SOURCE EXTRACT
As a 12 year old me and my peers had no mobile phones and most of us went home from school alone, using public transportation in Budapest, a city of 2 million.
This was already this century.
Americans seem to have a very strange notion of what children can do at what ages. Kids at age 8 can reasonably go to and from school if it's close enough. This of course relies on living in a walkable area and I guess that's partially where the problem starts in the US. Parents got used to the idea that kids need to be transported by car or a specific, restricted-use school bus, leaving no freedom or agency for the children. Yes, growing up involves making mistakes, doing mischief, testing boundaries, learning what it is like to lie, feeling what a resulting bad conscience feels like, what a secret feels like etc. Yes, it may mean that the kid may skip a class or go somewhere they are not supposed to, but usually these aren't life shaking mistakes, unless there are deeper problems at home and with the parental environment.
What children can do at what age is a direct function of how they are raised. Americans, unfortunately, have been sold on the notion that what a child is capable of is instead somehow a biological limitation. There are some biological limitations, of course, such as the inability for average children before around age 10 to perform abstract reasoning, etc, but they are very few. And those limitations are misunderstood, as well. While the truth is that a child exposed to something 'before they can understand it' will experience confusion (or misunderstanding... 'kid logic' can be amazing in the lengths to which it stretches to attempt to integrate new knowledge), it is assumed they will instead experience intense, damaging trauma. I think there is also a component involved of 'doing something is better than doing nothing' when, in many cases, doing nothing would definitely be the better solution. I don't believe there are hardly any parents who, for instance, could come across a string of 'dead baby' jokes in a group chat their 11 year old is participating in and conclude 'my child is developing a sense of humor and fitting in with a peer group.' They would instead conclude 'my child is uncaring, incapable of empathy, foul-mouthed, and I need to make them understand how serious this is.' A reaction like that, from your parent, would be devastating. They know you better than anyone. If they tell you that you are an uncaring, unkind, vicious person, you are not going to be able to step back and see that your parent is being ridiculous in most cases. You will simply be hurt, and that parent has certainly not prepared you for how to handle emotions like that. It ends up with an immature person (the parent) inflicting distress on another immature person (the child) and no one benefits.

SUPPLIED INFORMATION

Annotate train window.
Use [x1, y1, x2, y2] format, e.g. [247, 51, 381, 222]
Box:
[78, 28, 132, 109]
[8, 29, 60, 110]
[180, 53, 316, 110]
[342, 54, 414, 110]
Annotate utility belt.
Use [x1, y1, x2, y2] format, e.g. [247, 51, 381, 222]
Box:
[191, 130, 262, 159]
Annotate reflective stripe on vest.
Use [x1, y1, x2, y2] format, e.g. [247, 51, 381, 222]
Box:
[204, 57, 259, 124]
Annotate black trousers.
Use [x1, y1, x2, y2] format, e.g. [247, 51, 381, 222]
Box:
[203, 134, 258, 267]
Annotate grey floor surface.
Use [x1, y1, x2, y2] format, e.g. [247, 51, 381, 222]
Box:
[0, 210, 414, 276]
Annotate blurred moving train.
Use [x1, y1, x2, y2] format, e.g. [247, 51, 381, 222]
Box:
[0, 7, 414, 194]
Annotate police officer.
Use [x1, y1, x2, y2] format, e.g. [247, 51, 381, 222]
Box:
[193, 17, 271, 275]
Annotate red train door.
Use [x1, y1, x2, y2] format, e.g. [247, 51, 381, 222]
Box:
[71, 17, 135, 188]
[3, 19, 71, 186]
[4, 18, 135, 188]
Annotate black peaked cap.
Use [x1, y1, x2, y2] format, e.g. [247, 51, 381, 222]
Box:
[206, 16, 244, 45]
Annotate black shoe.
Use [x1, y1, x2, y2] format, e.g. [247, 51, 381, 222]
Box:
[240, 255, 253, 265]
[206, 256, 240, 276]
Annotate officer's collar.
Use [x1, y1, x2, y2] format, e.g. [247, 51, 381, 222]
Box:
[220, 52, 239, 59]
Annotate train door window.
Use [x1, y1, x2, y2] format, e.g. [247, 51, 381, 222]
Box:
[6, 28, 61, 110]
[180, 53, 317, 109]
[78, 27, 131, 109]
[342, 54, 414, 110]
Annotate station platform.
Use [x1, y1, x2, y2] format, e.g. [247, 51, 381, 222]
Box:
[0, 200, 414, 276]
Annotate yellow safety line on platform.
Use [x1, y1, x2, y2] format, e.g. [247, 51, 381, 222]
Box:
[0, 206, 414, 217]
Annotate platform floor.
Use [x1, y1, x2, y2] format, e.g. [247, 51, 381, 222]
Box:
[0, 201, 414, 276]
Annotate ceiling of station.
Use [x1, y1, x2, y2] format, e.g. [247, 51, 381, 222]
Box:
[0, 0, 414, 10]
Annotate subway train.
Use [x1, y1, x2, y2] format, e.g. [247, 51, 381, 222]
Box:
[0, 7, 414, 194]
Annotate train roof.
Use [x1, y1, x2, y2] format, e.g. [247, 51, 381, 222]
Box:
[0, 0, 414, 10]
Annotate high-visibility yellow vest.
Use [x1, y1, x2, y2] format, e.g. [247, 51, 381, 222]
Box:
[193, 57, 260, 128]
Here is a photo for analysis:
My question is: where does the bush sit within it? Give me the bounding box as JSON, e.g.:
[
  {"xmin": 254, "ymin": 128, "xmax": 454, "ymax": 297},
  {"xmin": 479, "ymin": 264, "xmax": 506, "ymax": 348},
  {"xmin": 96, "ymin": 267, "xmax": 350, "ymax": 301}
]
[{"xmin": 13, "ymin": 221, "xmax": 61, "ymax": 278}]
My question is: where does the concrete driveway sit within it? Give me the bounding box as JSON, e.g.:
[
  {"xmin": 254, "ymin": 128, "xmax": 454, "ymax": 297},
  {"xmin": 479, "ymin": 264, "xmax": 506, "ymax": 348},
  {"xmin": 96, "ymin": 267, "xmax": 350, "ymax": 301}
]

YOUR TASKS
a) Answer these questions about the text on children's independence:
(i) In which city did the first writer ride public transportation home from school, and how many people live there?
(ii) At what age, according to the text, can kids reasonably go to and from school if it's close enough?
(iii) Before around what age are average children said to be unable to perform abstract reasoning?
b) In the text on children's independence, switch "walkable" to "pedestrian-friendly" and write out the passage starting with "This was already" and going on through "the parental environment.".
c) From the text on children's independence, list everything it says growing up involves.

PER-TASK OUTPUTS
a)
(i) Budapest, a city of 2 million
(ii) Age 8
(iii) Around age 10

b)
This was already this century.
Americans seem to have a very strange notion of what children can do at what ages. Kids at age 8 can reasonably go to and from school if it's close enough. This of course relies on living in a pedestrian-friendly area and I guess that's partially where the problem starts in the US. Parents got used to the idea that kids need to be transported by car or a specific, restricted-use school bus, leaving no freedom or agency for the children. Yes, growing up involves making mistakes, doing mischief, testing boundaries, learning what it is like to lie, feeling what a resulting bad conscience feels like, what a secret feels like etc. Yes, it may mean that the kid may skip a class or go somewhere they are not supposed to, but usually these aren't life shaking mistakes, unless there are deeper problems at home and with the parental environment.

c)
- Making mistakes
- Doing mischief
- Testing boundaries
- Learning what it is like to lie
- Feeling what a resulting bad conscience feels like
- Feeling what a secret feels like